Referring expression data
==========

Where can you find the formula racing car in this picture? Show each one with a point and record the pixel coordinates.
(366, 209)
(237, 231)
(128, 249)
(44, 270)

==========

Exercise goal
All of the records need to be transcribed exactly.

Completed exercise
Where can you find the formula racing car in this picture? Show each one with a point and record the pixel coordinates.
(366, 209)
(237, 231)
(128, 249)
(44, 270)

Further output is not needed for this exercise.